* _Raw records_:

:::::

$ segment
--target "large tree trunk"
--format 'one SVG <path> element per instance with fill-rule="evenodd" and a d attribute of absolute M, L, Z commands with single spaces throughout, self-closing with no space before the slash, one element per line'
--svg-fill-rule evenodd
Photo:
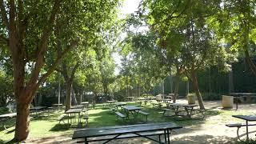
<path fill-rule="evenodd" d="M 71 107 L 71 82 L 66 82 L 66 106 L 65 111 L 68 110 Z"/>
<path fill-rule="evenodd" d="M 30 133 L 30 104 L 18 102 L 14 141 L 27 138 Z"/>
<path fill-rule="evenodd" d="M 191 79 L 192 79 L 192 84 L 193 84 L 193 87 L 194 87 L 194 90 L 196 94 L 196 96 L 198 98 L 198 104 L 200 106 L 201 110 L 205 110 L 205 106 L 202 102 L 202 98 L 201 96 L 201 93 L 199 91 L 199 87 L 198 87 L 198 79 L 197 79 L 197 76 L 196 76 L 196 72 L 194 70 L 191 71 Z"/>
<path fill-rule="evenodd" d="M 178 86 L 179 86 L 179 75 L 176 76 L 176 79 L 175 79 L 175 88 L 174 88 L 174 95 L 173 98 L 173 102 L 175 103 L 176 102 L 176 99 L 178 94 Z"/>
<path fill-rule="evenodd" d="M 78 105 L 78 101 L 77 101 L 77 98 L 74 90 L 74 87 L 73 85 L 71 85 L 71 94 L 72 94 L 72 102 L 74 106 Z"/>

:::::

* _The problem_:
Rewrite the rows above as a numbered list, one line per item, skipping blank lines and leaving out the picture.

* _Solution for this problem_:
1. $ segment
2. --target "large tree trunk"
3. --format 'one SVG <path> element per instance with fill-rule="evenodd" and a d attribute of absolute M, L, Z commands with single spaces throughout, self-closing with no space before the slash, one element per line'
4. --svg-fill-rule evenodd
5. Photo:
6. <path fill-rule="evenodd" d="M 71 107 L 71 82 L 66 82 L 66 106 L 65 111 L 68 110 Z"/>
7. <path fill-rule="evenodd" d="M 30 133 L 30 104 L 18 102 L 14 141 L 27 138 Z"/>
8. <path fill-rule="evenodd" d="M 191 79 L 192 79 L 192 84 L 193 84 L 193 87 L 194 87 L 194 90 L 196 94 L 196 96 L 198 98 L 198 104 L 200 106 L 201 110 L 205 110 L 205 106 L 202 102 L 202 98 L 201 96 L 201 93 L 199 91 L 199 87 L 198 87 L 198 79 L 197 79 L 197 76 L 196 76 L 196 72 L 194 70 L 191 71 Z"/>
9. <path fill-rule="evenodd" d="M 178 86 L 179 86 L 179 75 L 176 76 L 176 79 L 175 79 L 175 88 L 174 88 L 174 95 L 173 98 L 173 102 L 175 103 L 176 102 L 176 99 L 178 94 Z"/>
10. <path fill-rule="evenodd" d="M 78 105 L 78 101 L 77 101 L 77 98 L 74 90 L 74 87 L 73 85 L 71 85 L 71 94 L 72 94 L 72 102 L 74 106 Z"/>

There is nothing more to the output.